### [TASK]
Provide a verbatim copy of all the records below, leaving the images out.

### [THE DATA]
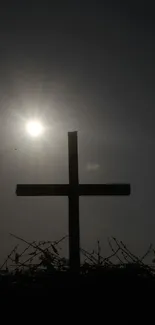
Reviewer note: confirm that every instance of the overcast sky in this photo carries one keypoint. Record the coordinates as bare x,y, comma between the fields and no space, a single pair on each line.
87,67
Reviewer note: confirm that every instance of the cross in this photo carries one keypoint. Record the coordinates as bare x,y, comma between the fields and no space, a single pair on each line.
73,190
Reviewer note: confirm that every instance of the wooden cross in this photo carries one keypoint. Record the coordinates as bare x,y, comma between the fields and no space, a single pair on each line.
73,190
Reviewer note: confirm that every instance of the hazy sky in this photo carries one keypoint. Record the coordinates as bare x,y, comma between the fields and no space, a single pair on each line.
85,66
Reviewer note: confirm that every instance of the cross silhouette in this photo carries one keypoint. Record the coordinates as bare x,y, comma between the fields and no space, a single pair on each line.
73,190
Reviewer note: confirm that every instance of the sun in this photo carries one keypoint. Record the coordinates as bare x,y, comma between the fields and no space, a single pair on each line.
34,128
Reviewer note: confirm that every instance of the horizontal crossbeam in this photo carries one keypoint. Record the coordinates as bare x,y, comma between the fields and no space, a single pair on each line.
66,190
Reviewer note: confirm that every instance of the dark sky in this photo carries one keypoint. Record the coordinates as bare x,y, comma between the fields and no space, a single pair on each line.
86,66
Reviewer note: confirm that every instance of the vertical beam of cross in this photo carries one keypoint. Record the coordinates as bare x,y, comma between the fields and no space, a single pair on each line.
74,231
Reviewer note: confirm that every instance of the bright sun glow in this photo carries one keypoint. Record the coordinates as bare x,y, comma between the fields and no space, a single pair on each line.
34,128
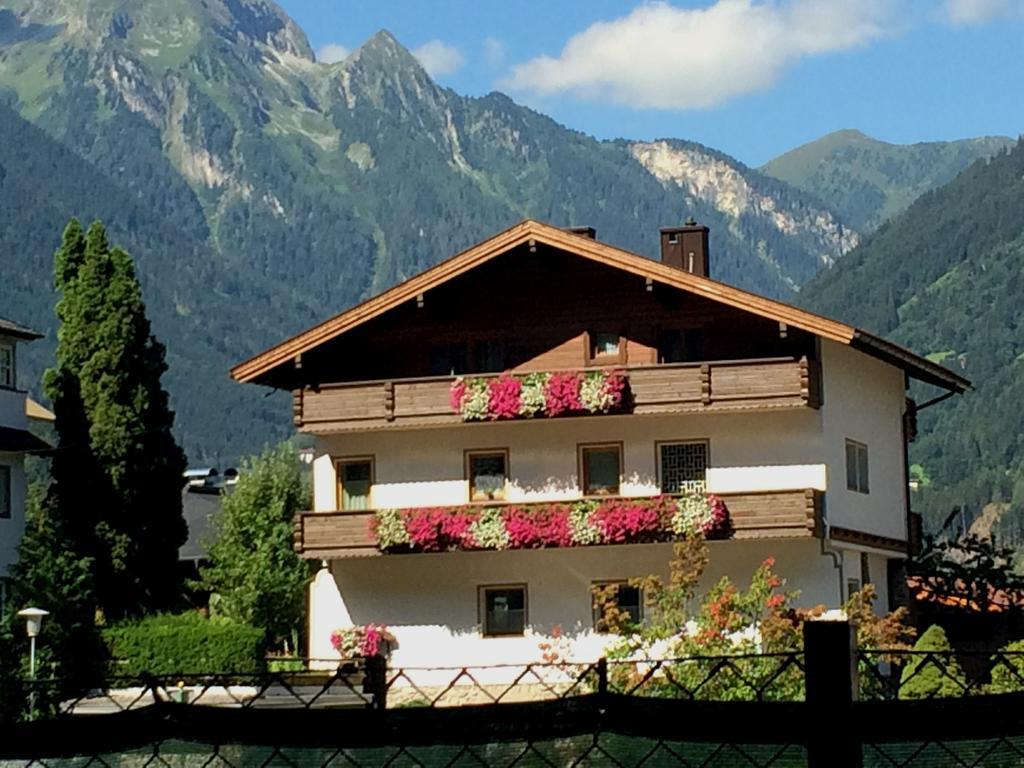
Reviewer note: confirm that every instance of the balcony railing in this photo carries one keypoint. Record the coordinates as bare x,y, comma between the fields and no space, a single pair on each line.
754,515
689,387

### [TASK RESULT]
Reviewer note: confirm that every instance of the overcast sky in this photo carries one keypoint. Record the coordinates as bare x,y, comma between the fields and no space, a single pair on each line.
87,67
Reviewer note: confirm that every instance of the cross in this photo carries one keypoint. Record the coordinates as bare x,y, comma between the fields and no space, a single pair on each line.
73,190
Reviewer note: confirm that every instance of the wooden cross in this photo carries one keypoint. Record the coordinates as bare x,y, comma between the fields and no space, a single pair on each line.
73,190
Reviewer note: confirm that every instance of the hazy sky in this photo carries one keypoint. Record the coordinates as bare x,y, comma between the fields and no space, a single pair on each line.
85,66
Reviewer note: confirm that every instance of the cross silhouette in this photo carries one keypoint. Record the coordinates as bare x,y, comma between the fields and no space, a single pair on each line.
73,190
Reviewer note: confirm that every instance of the sun in this photo carries one keypoint. Record the coordinates as bare x,y, comma between the fields and no space, a single pair on each line.
34,128
Reviewer note: confirm that every instance of the horizontal crossbeam in this photo carries one keypoint. Record the coordinates as bare x,y, comma between the fields and no space, a single pair on each line.
66,190
Reviewer note: confirm that every instance of the dark sky in this photo carries one keypoint. Record the coordinates as bare x,y, comma between the fields and no space, a single pair on each line.
86,66
Reviewer note: confirm that every instance of the vertical beam of cross in this photo carries one keypoint. Record the coordinates as bare x,y, comma between the fields and no space, a single pair on each line.
74,231
Reviewer note: confirm that every instance of the bright sun glow in this photo carries one keypoint. Record the coordinates as bare x,y, comma between the fields and no space, a single pair on each line.
34,128
Reviewer note: confirm that every instance of the balcony railing in this photo carries one keypoint. Record the coordinates as bare x,y, comma between the fields and no space, a single pair on each line.
754,515
689,387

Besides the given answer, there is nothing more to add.